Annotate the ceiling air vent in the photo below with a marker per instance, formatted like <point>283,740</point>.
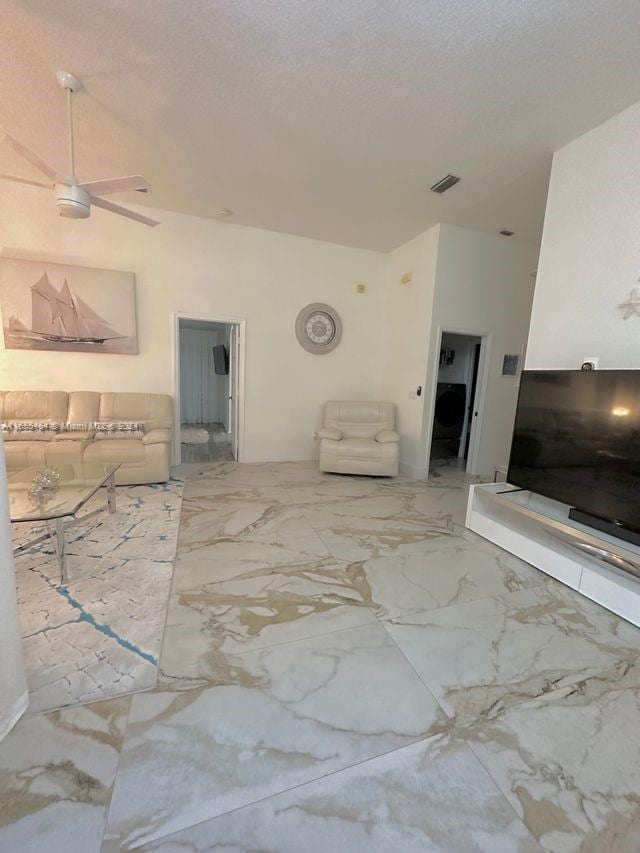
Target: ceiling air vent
<point>444,184</point>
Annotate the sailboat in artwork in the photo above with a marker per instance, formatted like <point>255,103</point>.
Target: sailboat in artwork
<point>60,315</point>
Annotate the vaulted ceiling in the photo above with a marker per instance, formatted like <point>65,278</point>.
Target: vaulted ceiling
<point>329,120</point>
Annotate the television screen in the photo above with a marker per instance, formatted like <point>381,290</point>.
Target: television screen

.....

## Action item
The answer should contain nothing except the lines from the one with "Target: vaulted ceiling" to the end of the material above, each given again exactly.

## Answer section
Target: vaulted ceiling
<point>329,120</point>
Annotate the television screen in the photo above with a marker per instance, formatted like <point>381,290</point>.
Target: television screen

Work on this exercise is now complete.